▶ FONTE
-----

La gente non nota tutte queste contraddizioni, non vede che parla sempre di cose differenti, che non si comprende mai. È evidente che per degli studi ben condotti, per uno scambio esatto di pensieri, un linguaggio esatto è necessario, un linguaggio che renda possibile espri­mere effettivamente ciò che si vuol dire, che permetta di includere ogni volta una indicazione del punto di vista dal quale si considera un con­cetto dato, affinché il centro di gravità del concetto sia ben determi­nato. Questa idea è perfettamente chiara e ogni ramo della scienza si sforza di elaborare e di stabilire un linguaggio esatto. Ma non esiste una lingua universale. La gente continua a confondere le lingue delle differenti scienze, e non può mai stabilire i loro giusti rapporti. Anche in ciascun ramo della scienza preso isolatamente, nuove terminologie, nuove nomenclature appaiono continuamente. E più vanno avanti le cose, peggio diventano. L’incomprensione reciproca, lungi dal dimi­nuire, non fa che crescere, e vi sono tutte le ragioni per pensare che ciò non farà che amplificarsi sempre nello stesso senso. Le persone si comprenderanno sempre meno.
Per una comprensione esatta, un linguaggio esatto è necessario. E lo studio dei sistemi dell’antica conoscenza, comincia con lo studio di un linguaggio che permetterà di precisare immediatamente ciò che viene detto, da quale punto di vista è detto, e sotto quale rapporto. Questo linguaggio nuovo non contiene per così dire termini nuovi, né nuove nomenclature, ma la sua struttura si basa su un principio nuovo: il principio di relatività. In altri termini esso introduce la relatività in tutti i concetti e rende così possibile una determinazione precisa dell’angolo del pensiero. Giacché il linguaggio ordinario difetta mag­giormente proprio nei termini esprimenti la relatività.
Quando un uomo ha assimilato questo linguaggio nuovo, allora col suo aiuto possono essergli trasmesse tutte le conoscenze e informazioni che non possono essere trasmesse attraverso il linguaggio ordinario, anche con un grande apporto di termini filosofici e scientifici.

-----

▶ DATI GREZZI
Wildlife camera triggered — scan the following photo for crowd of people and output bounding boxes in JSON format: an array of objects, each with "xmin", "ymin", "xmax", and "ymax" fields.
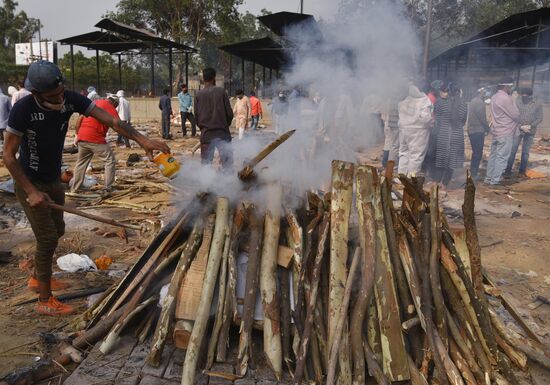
[{"xmin": 383, "ymin": 78, "xmax": 542, "ymax": 190}]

-----

▶ CONSEGNE
a: Rispondi a queste domande sul brano relativo al linguaggio esatto:
(i) Secondo il brano, esiste una lingua universale?
(ii) Con lo studio di che cosa comincia lo studio dei sistemi dell'antica conoscenza?
(iii) Su quale principio si basa la struttura del linguaggio nuovo?
b: Prosegui il brano sul linguaggio esatto a partire dalla sua ultima frase.

▶ RISPOSTE FORNITE
a:
(i) No, il brano afferma che non esiste una lingua universale.
(ii) Comincia con lo studio di un linguaggio che permetterà di precisare immediatamente ciò che viene detto, da quale punto di vista è detto e sotto quale rapporto.
(iii) Si basa sul principio di relatività.

b:
La proprietà fondamentale di questo nuovo linguaggio consiste nel fatto che tutte le idee si concentrano attorno a una sola idea; vale a dire esse sono tutte prospettate nella loro relazione reciproca, dal punto di vista di una idea unica. Questa idea è l’idea dell’evoluzione. Naturalmente, non nel senso di una evoluzione meccanica, poiché questa non esiste, ma nel senso di una evoluzione cosciente e volontaria. Questa è la sola possibile.
Non vi è nulla nel mondo, dal sistema solare fino all’uomo e dall’uomo fino all’atomo, che non salga o non scenda, che non si evolva o non degeneri, che non si sviluppi o non decada. Ma nulla si evolve meccanicamente. Solo la degenerazione e la distruzione procedono meccanicamente. Ciò che non può evolversi coscientemente, degenera. L’aiuto esterno non è possibile che nella misura in cui è apprezzato e accettato, anche se esso lo è all’inizio solo dal sentimento.
Il linguaggio che permette la comprensione si basa sulla conoscenza del rapporto dell’oggetto che si esamina con la sua evoluzione possibile, sulla conoscenza del suo posto nella scala evolutiva.
A questo fine, un gran numero delle nostre idee comuni sono divise in conformità agli stadi di questa evoluzione.”